- _Verilen metin_
-------------------------

Bir hizmet müessesesi

PROF. DR. HAYRETTİN KARAMAN

Yeni Şafak gazetesi çok iyi niyetlerle kurulmuş bir gazetedir. Türkiye'nin dünya görüşü, inanç ve ilkeleri olan insanların, amaçlarını tam olarak gerçekleştirmesine müsait değil. Bu sebeple mevcut şartlara riayet etmek gerekiyor. Bu şartların bir kısmı ekonomik oluyor. Mesela bazı sakıncalar olsa bile gazetenin devam etmesini önceleyebiliyorsunuz. 'Kapanmasından bu evladır' diyebiliyorsunuz. Bütün bunları göz önünde bulundurduğunuzda bence gazete başlangıçtaki niyet ve doğrultuda faaliyetine devam ediyor. Bu da yararlı oluyor diye düşünüyorum. Sonuçta ben Yeni Şafak gazetesinin bir hizmet yaptığını düşünüyor ve Allah'tan selametle devamını diliyorum.

-------------------------

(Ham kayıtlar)
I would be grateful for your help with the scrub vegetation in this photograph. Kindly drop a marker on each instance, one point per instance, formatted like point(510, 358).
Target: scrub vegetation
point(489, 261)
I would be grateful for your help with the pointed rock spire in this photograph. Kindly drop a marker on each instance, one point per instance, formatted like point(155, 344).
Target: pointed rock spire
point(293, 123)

-------------------------

- _İstenenler_
1) Yeni Şafak gazetesi hakkındaki metinde yer alan "Yeni Şafak gazetesi çok iyi niyetlerle kurulmuş bir gazetedir." cümlesini İngilizceye çevirin.
2) Yeni Şafak gazetesi hakkındaki metni son cümlesinden sonra sürdürün.

- _Görev çıktıları_
1) Yeni Şafak is a newspaper that was founded with very good intentions.

2)
Basında milat oldu

MEHMET OCAKTAN

Yeni Şafak, Türk basınında yeni bir başlangıcın adıdır, '90'lı yılların zor şartlarında yayın hayatına başladığı dikkate alındığında, Yeni Şafak gazetesinin doğuş hikayesinin aynı zamanda Türk basınında yeni bir milat anlamına geldiği görülecektir. Faili meçhullerin, devlet içindeki kirli ortaklıkların şekillendirdiği 'eski Türkiye'de değişimi ve demokratikleşmeyi seslendirmek zor zamanlarda konuşmak gibi bir şeydi. İşte Yeni Şafak, o günün şartlarında zor olanı seçti ve hep demokratikleşmenin safında oldu.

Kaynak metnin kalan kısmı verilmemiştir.